▶ [Selected passage]
┌──

I went back to the program list and reevaluated it. I diagrammed each space to rough square footage's, got my net and gross sq ft and then did sketchy "art like" diagrams of how those spaces could lay out. 


From these diagrams I then loosely transformed the bubble spaces in scaled spaces of the sizes I had come up with. Then I drew it again with furniture to give it a bit more scale.


Professor Grahm was happy with this process work. Now over the weekend I will be doing a precedent study of behavorial health care centers from 1890-1940. Have a great weekend!!


-A





Monday, September 1, 2014

FA14 Studio Maggie's Centre Design


I'm about one week into my second advance studio course/final undergraduate studio!! My professor this semester is Gary Grahm of GMI Architects . Our project this semester is called "Where Design Makes a Difference: Behavioral Healthcare Architecture". 

The focus of this project will be to use design to establish a new standard for the care abd treatment of people with behavioral health problems. 

As an introduction to this project we were asked by professor Grahm to look at a series of cancer centers located across Europe called Maggie's. The following excerpt about Maggie is taken from the Maggie's website..

"In May 1993, Maggie Keswick Jencks was told that her breast cancer had returned and was given two to three months to live.

She joined an advanced chemotherapy trial and lived for another 18 months. During that time, she and her husband Charles Jencks worked closely with her medical team, which included oncology nurse, Laura Lee, now Maggie’s Chief Executive, to develop a new approach to cancer care.

└──

Stored entries:
┌──

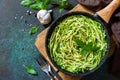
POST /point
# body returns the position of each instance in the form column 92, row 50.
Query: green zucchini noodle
column 64, row 50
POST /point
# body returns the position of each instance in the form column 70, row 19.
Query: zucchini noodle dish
column 78, row 44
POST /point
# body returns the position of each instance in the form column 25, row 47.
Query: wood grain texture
column 40, row 44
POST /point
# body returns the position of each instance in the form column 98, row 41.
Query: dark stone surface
column 17, row 45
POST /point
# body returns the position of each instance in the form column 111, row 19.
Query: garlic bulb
column 44, row 16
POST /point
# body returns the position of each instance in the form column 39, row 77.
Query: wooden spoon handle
column 107, row 12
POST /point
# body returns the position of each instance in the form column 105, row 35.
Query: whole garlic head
column 44, row 16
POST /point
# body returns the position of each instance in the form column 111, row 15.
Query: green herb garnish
column 33, row 30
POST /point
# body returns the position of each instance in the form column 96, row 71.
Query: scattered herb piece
column 31, row 70
column 33, row 30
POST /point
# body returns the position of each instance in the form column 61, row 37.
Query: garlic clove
column 44, row 16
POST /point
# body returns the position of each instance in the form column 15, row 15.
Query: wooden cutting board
column 40, row 44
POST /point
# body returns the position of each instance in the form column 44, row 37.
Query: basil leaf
column 26, row 3
column 31, row 70
column 33, row 30
column 38, row 6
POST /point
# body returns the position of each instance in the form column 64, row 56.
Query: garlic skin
column 44, row 16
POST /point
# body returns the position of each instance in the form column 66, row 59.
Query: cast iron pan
column 102, row 17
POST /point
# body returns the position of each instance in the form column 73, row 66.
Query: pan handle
column 107, row 12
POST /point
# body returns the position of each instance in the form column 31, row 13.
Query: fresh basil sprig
column 33, row 30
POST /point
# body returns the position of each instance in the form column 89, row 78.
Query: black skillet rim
column 51, row 29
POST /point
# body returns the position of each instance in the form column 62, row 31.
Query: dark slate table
column 17, row 45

└──

▶ [Task statement] Set down, word for word, the part of the studio blog post starting with "I'm about one" and going on through "months to live.".

▶ [Your response]
I'm about one week into my second advance studio course/final undergraduate studio!! My professor this semester is Gary Grahm of GMI Architects . Our project this semester is called "Where Design Makes a Difference: Behavioral Healthcare Architecture". 

The focus of this project will be to use design to establish a new standard for the care abd treatment of people with behavioral health problems. 

As an introduction to this project we were asked by professor Grahm to look at a series of cancer centers located across Europe called Maggie's. The following excerpt about Maggie is taken from the Maggie's website..

"In May 1993, Maggie Keswick Jencks was told that her breast cancer had returned and was given two to three months to live.